EXCERPTED TEXT section start

At least 2,000 Emirates ID card readers have been distributed to clinics in Dubai and many more are acquiring them. Image Credit: Gulf News Archives

Dubai: At least seven of the 12 insurance companies authorised to provide Essential Basic Package (EBP) are now accepting Emirates ID as the chosen validation card, replacing the conventional insurance card.

The companies, which have linked medical insurance with Emirates ID are Orient, Oman, Daman, RAK, Noor Takaful, Dar Al Takaful and Takaful Emarat. Eventually all insurance companies are expected to link a resident’s insurance details to the Emirates ID, reducing the burden of carrying extra plastic, said Dr Haidar Al Yousuf, director of public health funding at the DHA. “We want to make things more simple and streamlined for the residents,” he added.

At least 2,000 Emirates ID card readers have been distributed to the clinics and many more clinics are in the process of acquiring these in Dubai. It is expected that by the end of 2017 most of the clinics will begin accepting Emirates ID as the preferred document for insurance coverage validation.

EXCERPTED TEXT section end
MATERIAL SUPPLIED section start

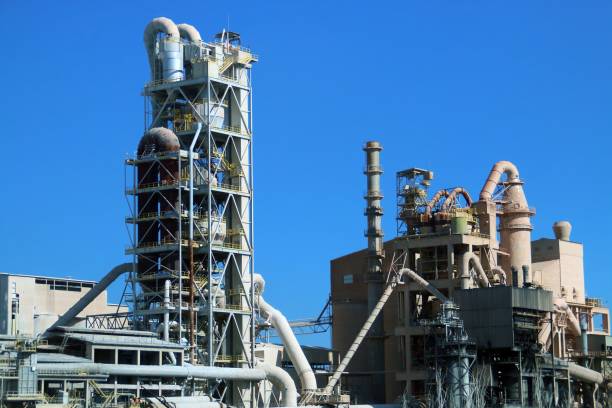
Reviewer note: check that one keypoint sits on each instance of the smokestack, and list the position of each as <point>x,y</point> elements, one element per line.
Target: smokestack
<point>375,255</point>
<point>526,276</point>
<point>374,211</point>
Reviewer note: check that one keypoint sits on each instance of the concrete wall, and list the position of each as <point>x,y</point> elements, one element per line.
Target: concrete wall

MATERIAL SUPPLIED section end
MATERIAL SUPPLIED section start

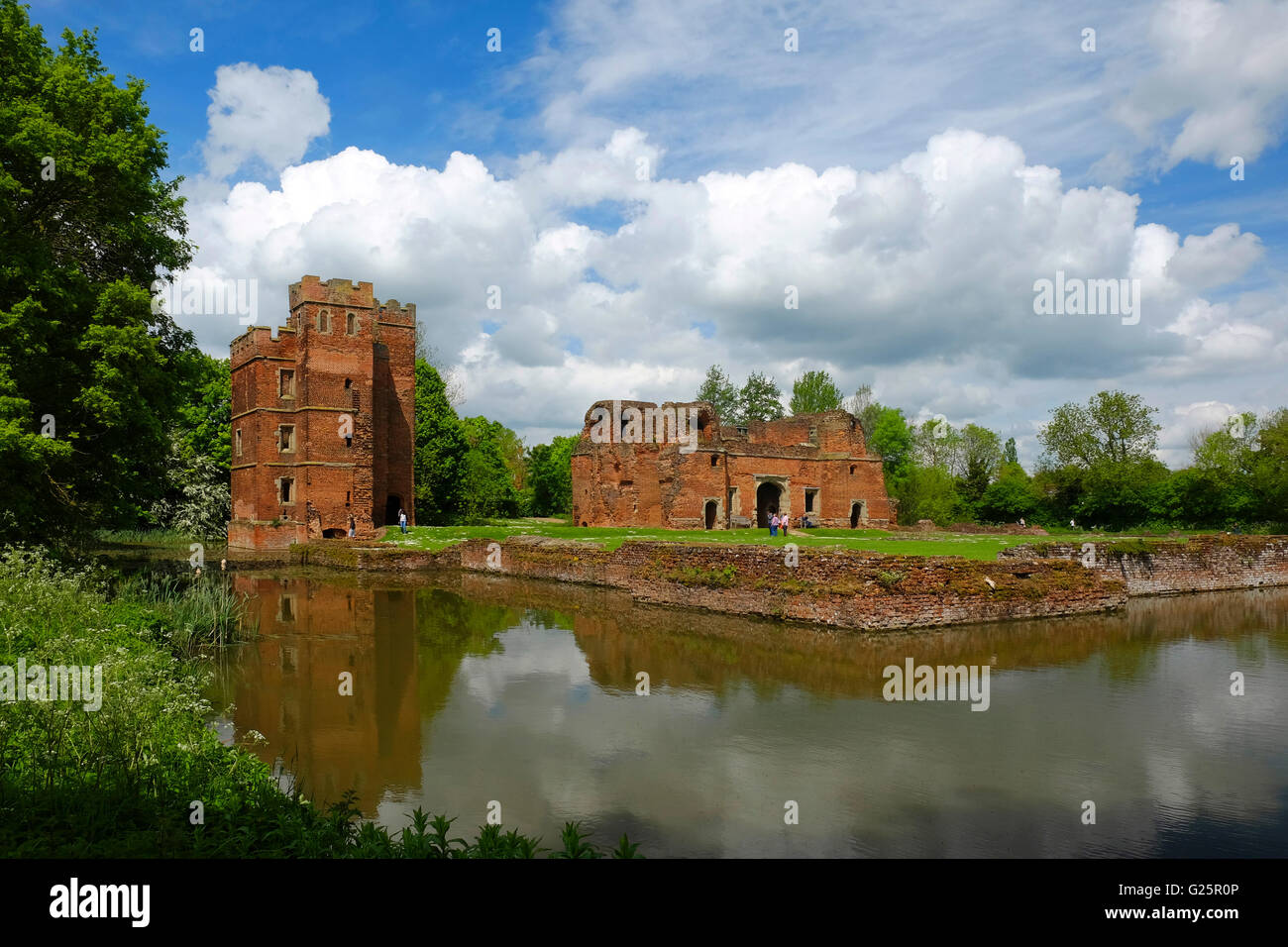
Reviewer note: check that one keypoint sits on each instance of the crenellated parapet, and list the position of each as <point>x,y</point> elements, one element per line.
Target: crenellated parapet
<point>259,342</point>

MATERIAL SUPPLIED section end
MATERIAL SUPPLIED section start

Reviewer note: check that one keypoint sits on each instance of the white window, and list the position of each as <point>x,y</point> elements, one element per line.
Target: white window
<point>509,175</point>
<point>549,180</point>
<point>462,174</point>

MATERIAL SUPPLIED section end

**TASKS FOR THIS EXERCISE:**
1 > Answer these questions from the article on Emirates ID:
(a) How many insurance companies are authorized to provide the Essential Basic Package?
(b) What position does Dr Haidar Al Yousuf hold?
(c) By the end of which year are most Dubai clinics expected to accept Emirates ID for insurance coverage validation?
2 > Quote the article on Emirates ID between "The companies, which" and "insurance coverage validation.", inclusive.

**SOLUTIONS BELOW:**
1 >
(a) 12
(b) Director of public health funding at the DHA
(c) 2017

2 >
The companies, which have linked medical insurance with Emirates ID are Orient, Oman, Daman, RAK, Noor Takaful, Dar Al Takaful and Takaful Emarat. Eventually all insurance companies are expected to link a resident’s insurance details to the Emirates ID, reducing the burden of carrying extra plastic, said Dr Haidar Al Yousuf, director of public health funding at the DHA. “We want to make things more simple and streamlined for the residents,” he added.

At least 2,000 Emirates ID card readers have been distributed to the clinics and many more clinics are in the process of acquiring these in Dubai. It is expected that by the end of 2017 most of the clinics will begin accepting Emirates ID as the preferred document for insurance coverage validation.